---------- Material supplied ----------
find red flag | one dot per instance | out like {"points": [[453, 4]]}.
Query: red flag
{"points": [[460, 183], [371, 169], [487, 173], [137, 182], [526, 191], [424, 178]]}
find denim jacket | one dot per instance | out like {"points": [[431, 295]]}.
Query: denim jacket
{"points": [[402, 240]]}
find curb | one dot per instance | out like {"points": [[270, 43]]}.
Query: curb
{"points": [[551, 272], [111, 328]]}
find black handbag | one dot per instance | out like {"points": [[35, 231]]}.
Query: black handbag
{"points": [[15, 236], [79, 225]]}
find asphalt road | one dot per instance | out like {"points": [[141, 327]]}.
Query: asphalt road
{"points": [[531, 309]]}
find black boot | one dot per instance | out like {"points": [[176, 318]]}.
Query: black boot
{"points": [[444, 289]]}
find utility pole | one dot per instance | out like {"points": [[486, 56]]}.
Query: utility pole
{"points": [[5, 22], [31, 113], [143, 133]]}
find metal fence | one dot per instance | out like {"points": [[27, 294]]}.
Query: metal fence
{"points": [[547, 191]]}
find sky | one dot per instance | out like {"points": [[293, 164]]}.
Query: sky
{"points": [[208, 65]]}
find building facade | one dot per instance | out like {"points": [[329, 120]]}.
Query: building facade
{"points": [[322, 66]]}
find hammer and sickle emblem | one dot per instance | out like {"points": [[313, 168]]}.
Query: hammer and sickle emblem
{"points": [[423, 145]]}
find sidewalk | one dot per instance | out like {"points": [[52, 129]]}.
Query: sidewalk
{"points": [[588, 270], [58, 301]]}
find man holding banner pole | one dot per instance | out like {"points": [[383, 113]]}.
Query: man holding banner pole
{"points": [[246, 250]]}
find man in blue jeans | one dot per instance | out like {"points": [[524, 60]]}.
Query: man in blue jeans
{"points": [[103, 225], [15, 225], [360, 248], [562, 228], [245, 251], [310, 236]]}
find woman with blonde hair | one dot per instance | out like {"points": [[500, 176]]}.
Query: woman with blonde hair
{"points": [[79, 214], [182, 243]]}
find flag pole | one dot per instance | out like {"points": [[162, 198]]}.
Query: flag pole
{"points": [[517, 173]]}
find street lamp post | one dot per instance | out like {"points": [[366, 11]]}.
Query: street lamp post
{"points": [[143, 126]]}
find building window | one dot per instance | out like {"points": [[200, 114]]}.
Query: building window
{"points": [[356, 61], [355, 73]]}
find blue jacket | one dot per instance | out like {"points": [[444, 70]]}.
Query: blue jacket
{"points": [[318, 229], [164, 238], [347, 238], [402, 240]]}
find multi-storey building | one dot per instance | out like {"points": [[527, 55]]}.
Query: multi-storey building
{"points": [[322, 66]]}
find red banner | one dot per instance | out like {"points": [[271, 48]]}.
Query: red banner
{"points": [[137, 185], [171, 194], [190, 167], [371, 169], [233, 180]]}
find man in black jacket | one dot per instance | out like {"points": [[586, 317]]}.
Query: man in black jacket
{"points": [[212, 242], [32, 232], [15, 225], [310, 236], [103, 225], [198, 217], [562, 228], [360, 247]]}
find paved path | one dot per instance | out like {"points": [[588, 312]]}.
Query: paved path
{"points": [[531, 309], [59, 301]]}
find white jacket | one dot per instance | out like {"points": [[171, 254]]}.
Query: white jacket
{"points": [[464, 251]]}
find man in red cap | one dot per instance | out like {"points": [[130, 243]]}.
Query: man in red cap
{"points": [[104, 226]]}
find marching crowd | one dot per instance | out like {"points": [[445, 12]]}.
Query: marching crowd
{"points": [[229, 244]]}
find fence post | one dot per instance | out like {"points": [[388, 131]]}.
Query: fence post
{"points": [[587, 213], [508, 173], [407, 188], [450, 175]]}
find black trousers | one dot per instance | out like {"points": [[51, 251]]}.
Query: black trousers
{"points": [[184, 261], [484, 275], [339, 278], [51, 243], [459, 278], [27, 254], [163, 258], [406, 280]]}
----------
> Challenge
Reproduce the listing verbatim, starting at the line containing "find marching crowd" and ending at the final line of the listing, both included.

> Exercise output
find marching crowd | one dot per instance | out like {"points": [[445, 12]]}.
Query: marching crowd
{"points": [[229, 244]]}
find fence post | one dot per instance | out like {"points": [[388, 131]]}.
Query: fence post
{"points": [[587, 213], [508, 173], [407, 188], [450, 175]]}
find black trousers | one dot per instance | out like {"points": [[51, 251]]}.
Query: black trousers
{"points": [[184, 261], [484, 275], [339, 278], [51, 243], [459, 278], [27, 254], [163, 258], [406, 280]]}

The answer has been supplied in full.